■ **Written problem 1**:
According to the longhand rant, what topic did the two featured authors sidetrack into during the reading?

■ **Document excerpt**:
The Longhand Rant
Writing longhand does not make you a better writer. You may feel as though you can think things through more thoroughly, or that the feeling of scribbling your crayon across the page helps you better tap into the muse, but that is the difference between opinion and universal law.
Last week I attended a reading where the two featured authors slipped into a sidetrack exposition on the virtues of writing longhand. They told us how applying pen to paper and writing slowly gives the work a depth that pecking away at a keyboard just can’t provide. The two technophobic old farts also explained how the new generation is in too much of a rush to write these days. I was told that we don’t like to write bridge scenes anymore, and that our work is always rushing towards action and conclusion, never taking the time to slow down and smell the flowers.
One of the authors put it like this:
“It seems that people don’t want to write long anymore, but strangely enough a lot of people still want to read long.”
I think the author is confusing what writers want to do with what the general reading public is looking for. Looking at books on my shelf published in the last five years I see short poppy contemporary literature, sitting next to long and intricately woven narratives. Shorter books are indeed popular, but is this more because a certain demographic chooses to be distracted by myriad other activities instead of reading, or is because writers are just getting lazy with their keyboards? I’ll let you chew on that one for a bit.

■ **Records for the task**:
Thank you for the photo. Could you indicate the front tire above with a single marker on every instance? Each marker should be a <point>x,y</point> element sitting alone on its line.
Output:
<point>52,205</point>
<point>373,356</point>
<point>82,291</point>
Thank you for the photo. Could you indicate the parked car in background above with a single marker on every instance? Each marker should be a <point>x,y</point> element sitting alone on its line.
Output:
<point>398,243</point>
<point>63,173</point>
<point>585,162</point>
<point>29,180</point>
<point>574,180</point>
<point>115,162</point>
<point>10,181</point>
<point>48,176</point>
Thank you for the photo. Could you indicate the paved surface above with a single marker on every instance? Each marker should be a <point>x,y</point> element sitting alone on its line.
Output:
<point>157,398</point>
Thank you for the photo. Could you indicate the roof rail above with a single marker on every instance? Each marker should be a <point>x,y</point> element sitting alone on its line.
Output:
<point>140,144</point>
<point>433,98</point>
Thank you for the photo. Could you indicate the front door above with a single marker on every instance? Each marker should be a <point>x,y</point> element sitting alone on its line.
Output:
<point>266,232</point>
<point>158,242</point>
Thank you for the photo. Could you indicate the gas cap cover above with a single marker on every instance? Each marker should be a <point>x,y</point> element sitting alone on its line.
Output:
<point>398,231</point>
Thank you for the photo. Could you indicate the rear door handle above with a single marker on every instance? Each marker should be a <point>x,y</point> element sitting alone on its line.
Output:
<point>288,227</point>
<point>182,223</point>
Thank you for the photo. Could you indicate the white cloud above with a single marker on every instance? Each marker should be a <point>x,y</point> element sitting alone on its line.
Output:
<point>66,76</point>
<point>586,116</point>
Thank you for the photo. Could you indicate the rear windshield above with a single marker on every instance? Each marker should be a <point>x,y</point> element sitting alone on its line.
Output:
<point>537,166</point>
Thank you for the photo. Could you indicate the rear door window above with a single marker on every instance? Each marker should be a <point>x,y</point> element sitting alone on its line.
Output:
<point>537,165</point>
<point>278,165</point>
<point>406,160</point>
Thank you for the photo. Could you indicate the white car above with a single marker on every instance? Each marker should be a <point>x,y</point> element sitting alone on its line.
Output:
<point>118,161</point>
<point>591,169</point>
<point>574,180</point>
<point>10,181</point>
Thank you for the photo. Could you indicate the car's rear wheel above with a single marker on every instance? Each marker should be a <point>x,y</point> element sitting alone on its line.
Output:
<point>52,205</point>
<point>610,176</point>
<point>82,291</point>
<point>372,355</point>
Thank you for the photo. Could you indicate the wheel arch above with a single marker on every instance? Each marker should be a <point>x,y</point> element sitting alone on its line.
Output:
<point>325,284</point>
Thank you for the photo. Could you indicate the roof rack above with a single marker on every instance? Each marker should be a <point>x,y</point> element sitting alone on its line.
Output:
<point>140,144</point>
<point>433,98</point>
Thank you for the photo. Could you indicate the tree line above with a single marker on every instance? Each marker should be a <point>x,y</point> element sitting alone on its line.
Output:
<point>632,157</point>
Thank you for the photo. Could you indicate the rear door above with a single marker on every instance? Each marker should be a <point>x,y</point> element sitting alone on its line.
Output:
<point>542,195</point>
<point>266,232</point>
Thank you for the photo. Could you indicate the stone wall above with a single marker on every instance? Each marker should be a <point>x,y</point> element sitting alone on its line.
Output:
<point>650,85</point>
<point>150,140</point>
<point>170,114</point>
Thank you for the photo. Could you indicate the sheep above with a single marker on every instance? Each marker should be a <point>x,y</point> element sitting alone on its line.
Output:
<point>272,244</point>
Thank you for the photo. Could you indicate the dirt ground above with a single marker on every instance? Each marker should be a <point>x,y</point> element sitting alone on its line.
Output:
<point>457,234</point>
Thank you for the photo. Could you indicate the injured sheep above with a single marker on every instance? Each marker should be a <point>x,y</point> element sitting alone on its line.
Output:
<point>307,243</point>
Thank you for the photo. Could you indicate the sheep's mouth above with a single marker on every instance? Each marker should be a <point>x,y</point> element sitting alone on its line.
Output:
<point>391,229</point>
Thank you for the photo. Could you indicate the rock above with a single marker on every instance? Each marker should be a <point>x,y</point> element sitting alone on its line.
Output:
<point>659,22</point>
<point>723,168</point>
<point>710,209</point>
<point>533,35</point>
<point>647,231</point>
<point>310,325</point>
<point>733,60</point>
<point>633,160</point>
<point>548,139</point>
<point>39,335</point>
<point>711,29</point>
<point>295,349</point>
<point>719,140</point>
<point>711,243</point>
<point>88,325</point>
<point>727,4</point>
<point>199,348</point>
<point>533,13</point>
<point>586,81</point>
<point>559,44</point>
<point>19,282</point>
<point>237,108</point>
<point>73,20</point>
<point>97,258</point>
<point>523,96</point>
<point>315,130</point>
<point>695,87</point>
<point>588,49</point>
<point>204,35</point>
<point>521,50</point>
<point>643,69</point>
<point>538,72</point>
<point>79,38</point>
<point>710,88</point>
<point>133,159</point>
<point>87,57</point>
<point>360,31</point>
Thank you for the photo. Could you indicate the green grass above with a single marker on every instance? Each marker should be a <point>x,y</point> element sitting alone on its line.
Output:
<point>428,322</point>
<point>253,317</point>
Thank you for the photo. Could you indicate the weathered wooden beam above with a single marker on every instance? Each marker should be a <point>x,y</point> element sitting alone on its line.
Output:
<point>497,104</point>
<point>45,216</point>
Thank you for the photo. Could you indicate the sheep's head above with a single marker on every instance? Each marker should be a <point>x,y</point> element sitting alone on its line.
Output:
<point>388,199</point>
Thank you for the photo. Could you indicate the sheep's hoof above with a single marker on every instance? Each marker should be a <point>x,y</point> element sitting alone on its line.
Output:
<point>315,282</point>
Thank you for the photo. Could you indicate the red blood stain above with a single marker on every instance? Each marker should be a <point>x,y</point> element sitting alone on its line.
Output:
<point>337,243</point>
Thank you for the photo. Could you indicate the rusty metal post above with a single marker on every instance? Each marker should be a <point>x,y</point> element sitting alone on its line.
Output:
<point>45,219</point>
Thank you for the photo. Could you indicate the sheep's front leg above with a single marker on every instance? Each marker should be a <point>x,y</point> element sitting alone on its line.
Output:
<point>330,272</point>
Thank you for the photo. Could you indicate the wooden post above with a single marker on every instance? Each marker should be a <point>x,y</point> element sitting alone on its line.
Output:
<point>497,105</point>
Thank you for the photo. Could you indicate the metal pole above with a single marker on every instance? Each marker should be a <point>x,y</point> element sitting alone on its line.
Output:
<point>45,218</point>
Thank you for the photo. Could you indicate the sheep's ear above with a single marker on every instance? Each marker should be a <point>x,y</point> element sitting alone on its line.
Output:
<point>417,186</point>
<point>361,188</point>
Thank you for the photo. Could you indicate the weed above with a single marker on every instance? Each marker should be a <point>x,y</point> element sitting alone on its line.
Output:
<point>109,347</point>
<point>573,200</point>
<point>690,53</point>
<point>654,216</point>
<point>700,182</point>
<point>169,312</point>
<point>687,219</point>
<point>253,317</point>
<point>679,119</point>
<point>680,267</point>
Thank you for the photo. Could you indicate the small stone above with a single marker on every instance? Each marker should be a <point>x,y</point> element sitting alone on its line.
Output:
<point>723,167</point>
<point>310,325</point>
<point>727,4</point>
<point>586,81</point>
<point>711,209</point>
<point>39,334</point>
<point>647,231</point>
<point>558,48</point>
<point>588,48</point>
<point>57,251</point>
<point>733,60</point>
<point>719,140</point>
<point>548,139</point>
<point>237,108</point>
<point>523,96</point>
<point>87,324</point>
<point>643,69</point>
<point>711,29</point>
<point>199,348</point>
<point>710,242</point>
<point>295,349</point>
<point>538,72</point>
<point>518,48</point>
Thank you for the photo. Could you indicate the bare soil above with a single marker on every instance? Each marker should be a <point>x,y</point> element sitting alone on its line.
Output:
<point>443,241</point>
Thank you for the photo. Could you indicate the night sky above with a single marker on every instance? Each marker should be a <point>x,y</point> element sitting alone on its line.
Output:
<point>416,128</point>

■ **Written problem 2**:
Output the lines of the records between the line containing "Thank you for the photo. Could you indicate the stone" and the line containing "<point>391,229</point>", inclusive, as a JSON list of strings with one string per line.

■ **Expected output 1**:
The virtues of writing longhand.

■ **Expected output 2**:
[
  "Thank you for the photo. Could you indicate the stone wall above with a single marker on every instance? Each marker should be a <point>x,y</point> element sitting alone on its line.",
  "Output:",
  "<point>650,85</point>",
  "<point>150,140</point>",
  "<point>170,114</point>",
  "Thank you for the photo. Could you indicate the sheep above with a single marker on every instance? Each marker should be a <point>x,y</point> element sitting alone on its line.",
  "Output:",
  "<point>272,244</point>",
  "Thank you for the photo. Could you indicate the dirt ground above with a single marker on every instance? Each marker should be a <point>x,y</point> element sitting alone on its line.",
  "Output:",
  "<point>457,234</point>",
  "Thank you for the photo. Could you indicate the injured sheep above with a single marker on every instance? Each marker should be a <point>x,y</point> element sitting alone on its line.",
  "Output:",
  "<point>307,243</point>",
  "Thank you for the photo. Could you indicate the sheep's mouth above with a single marker on every instance? Each marker should be a <point>x,y</point> element sitting alone on its line.",
  "Output:",
  "<point>391,229</point>"
]